*Tarefa proposta 1*: Liste todas as linhas dos registos em que aparece a palavra "water".
● ● ● ● ●
Compreendemos assim que estas directrizes de Deus não são algemas, mas o caminho
que Ele nos indica. Podemos alegrar-nos por elas, e exultar porque em Cristo
nos aparecem como realidade vivida. Ele mesmo nos tornou felizes. Caminhando
juntamente com Cristo, fazemos a experiência da alegria da Revelação, e, como
sacerdotes, devemos comunicar às pessoas a alegria pelo facto de nos ter sido
indicado o caminho certo da vida.
Aparece depois a
palavra que nos fala de «ravinas tenebrosas», através das quais o homem é
guiado pelo Senhor. O caminho de cada um de nós conduzir-nos-á um dia às ravinas
tenebrosas da morte, onde ninguém pode acompanhar-nos. Mas Ele estará lá. O
próprio Cristo desceu à noite escura da morte. Mesmo lá, Ele não nos abandona.
Mesmo lá, Ele nos guia. «Se descer aos abismos, ali Vos encontrais»: diz o
Salmo 138 (139). Sim, Vós estais presente mesmo no último transe; e assim o
nosso Salmo Responsorial pode dizer: mesmo lá, nas ravinas tenebrosas, não temo
mal algum. Mas, ao falar de ravinas tenebrosas, podemos pensar também nas
ravinas tenebrosas da tentação, do desânimo, da provação, que cada pessoa
humana tem de atravessar. Mesmo nestas ravinas tenebrosas da vida, Ele está
presente. Sim, Senhor, nas trevas da tentação, nas horas de ofuscamento quando
todas as luzes parecem apagar-se, mostrai-me que estais presente. Ajudai-nos, a
nós sacerdotes, para podermos nessas noites escuras estar ao lado das pessoas
que nos foram confiadas, para podermos mostrar-lhes a vossa luz.
● ● ● ● ●
*Tarefa proposta 2*: Diga se cada uma das afirmações seguintes está de acordo com o excerto, respondendo sim ou não e citando as palavras do excerto que o decidem. (a) As directrizes de Deus são algemas. (b) Cristo desceu à noite escura da morte. (c) Nas ravinas tenebrosas da morte, alguém pode acompanhar-nos.
● ● ● ● ●
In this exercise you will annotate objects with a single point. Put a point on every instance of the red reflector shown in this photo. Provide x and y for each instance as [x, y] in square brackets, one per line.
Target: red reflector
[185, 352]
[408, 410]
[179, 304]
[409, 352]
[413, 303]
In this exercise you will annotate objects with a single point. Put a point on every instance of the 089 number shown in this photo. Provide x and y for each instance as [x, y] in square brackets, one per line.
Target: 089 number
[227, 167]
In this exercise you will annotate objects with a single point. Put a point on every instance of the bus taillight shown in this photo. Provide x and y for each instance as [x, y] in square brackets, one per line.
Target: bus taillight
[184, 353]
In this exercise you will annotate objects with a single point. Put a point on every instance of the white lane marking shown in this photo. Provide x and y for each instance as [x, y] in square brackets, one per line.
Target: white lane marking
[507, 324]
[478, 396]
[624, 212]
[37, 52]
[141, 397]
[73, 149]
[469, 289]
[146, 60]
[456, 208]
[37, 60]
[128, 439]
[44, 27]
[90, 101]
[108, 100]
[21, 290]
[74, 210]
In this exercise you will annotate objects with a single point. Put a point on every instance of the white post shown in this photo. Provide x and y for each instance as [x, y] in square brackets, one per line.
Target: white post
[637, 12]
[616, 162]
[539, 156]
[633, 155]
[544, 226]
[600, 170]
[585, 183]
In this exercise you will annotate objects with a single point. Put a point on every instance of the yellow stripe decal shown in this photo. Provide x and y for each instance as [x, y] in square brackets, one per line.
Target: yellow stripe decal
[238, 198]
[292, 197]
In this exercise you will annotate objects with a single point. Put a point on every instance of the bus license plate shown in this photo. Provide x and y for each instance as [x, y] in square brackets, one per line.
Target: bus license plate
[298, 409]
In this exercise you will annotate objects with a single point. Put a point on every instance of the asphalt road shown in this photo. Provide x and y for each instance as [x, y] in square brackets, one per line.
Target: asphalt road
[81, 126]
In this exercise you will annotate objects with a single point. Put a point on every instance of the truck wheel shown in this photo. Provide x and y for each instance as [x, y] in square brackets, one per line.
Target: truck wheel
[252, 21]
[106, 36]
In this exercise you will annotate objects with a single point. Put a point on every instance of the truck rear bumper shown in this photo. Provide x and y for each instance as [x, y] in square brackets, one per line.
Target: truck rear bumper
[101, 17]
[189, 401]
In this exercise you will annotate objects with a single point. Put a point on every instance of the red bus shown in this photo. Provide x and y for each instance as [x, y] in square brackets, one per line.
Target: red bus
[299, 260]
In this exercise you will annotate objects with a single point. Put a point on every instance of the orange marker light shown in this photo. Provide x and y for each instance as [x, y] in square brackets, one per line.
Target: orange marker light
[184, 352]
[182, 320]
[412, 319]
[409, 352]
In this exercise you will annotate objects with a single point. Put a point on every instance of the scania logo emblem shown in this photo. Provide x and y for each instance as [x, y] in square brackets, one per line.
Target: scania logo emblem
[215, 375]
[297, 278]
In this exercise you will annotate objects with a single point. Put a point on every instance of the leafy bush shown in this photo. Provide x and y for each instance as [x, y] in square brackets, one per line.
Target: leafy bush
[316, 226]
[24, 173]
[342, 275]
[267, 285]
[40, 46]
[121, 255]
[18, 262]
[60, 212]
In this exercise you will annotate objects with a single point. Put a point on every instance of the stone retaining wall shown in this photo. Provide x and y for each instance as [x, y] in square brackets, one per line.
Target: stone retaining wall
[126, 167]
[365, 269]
● ● ● ● ●
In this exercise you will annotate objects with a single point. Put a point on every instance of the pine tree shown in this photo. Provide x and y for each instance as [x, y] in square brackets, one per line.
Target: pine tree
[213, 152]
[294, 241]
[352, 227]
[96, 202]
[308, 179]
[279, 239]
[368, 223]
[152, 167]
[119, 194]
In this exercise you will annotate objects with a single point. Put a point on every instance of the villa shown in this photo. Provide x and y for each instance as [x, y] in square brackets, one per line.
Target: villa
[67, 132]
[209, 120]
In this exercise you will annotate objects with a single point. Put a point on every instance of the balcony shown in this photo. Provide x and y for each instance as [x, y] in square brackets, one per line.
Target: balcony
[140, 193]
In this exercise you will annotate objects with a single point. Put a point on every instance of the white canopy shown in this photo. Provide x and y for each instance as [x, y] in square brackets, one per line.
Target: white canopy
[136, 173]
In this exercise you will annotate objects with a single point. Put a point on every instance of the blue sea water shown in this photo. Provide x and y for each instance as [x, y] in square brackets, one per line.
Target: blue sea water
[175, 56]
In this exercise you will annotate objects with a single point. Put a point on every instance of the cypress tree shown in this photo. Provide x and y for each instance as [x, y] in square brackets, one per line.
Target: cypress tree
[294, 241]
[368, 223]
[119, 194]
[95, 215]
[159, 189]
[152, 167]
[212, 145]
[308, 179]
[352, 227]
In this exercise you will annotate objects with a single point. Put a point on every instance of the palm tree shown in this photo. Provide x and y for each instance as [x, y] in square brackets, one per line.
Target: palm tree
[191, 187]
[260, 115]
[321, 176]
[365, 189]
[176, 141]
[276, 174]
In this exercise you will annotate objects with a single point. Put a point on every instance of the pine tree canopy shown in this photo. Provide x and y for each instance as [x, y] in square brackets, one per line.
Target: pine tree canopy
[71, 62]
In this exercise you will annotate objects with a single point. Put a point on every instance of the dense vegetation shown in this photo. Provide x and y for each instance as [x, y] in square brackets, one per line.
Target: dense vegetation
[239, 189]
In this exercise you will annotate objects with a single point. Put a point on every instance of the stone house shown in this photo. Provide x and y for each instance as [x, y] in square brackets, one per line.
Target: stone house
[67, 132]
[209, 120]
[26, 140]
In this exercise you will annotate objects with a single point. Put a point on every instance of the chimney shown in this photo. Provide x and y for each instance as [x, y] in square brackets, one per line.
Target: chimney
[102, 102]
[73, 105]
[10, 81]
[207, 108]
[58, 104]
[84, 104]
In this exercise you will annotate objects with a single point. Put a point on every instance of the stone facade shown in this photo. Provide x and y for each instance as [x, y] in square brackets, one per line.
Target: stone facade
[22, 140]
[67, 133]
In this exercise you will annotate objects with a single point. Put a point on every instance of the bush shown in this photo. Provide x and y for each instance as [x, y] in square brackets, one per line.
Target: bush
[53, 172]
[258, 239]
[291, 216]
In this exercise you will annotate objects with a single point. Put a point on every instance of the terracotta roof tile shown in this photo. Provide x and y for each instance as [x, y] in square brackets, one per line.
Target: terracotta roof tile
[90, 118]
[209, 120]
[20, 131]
● ● ● ● ●
*Resultado 1*:
In this exercise you will annotate objects with a single point. Put a point on every instance of the blue sea water shown in this photo. Provide x and y for each instance as [x, y] in square brackets, one per line.
Target: blue sea water

*Resultado 2*:
(a) Não: "estas directrizes de Deus não são algemas, mas o caminho que Ele nos indica".
(b) Sim: "O próprio Cristo desceu à noite escura da morte."
(c) Não: "às ravinas tenebrosas da morte, onde ninguém pode acompanhar-nos".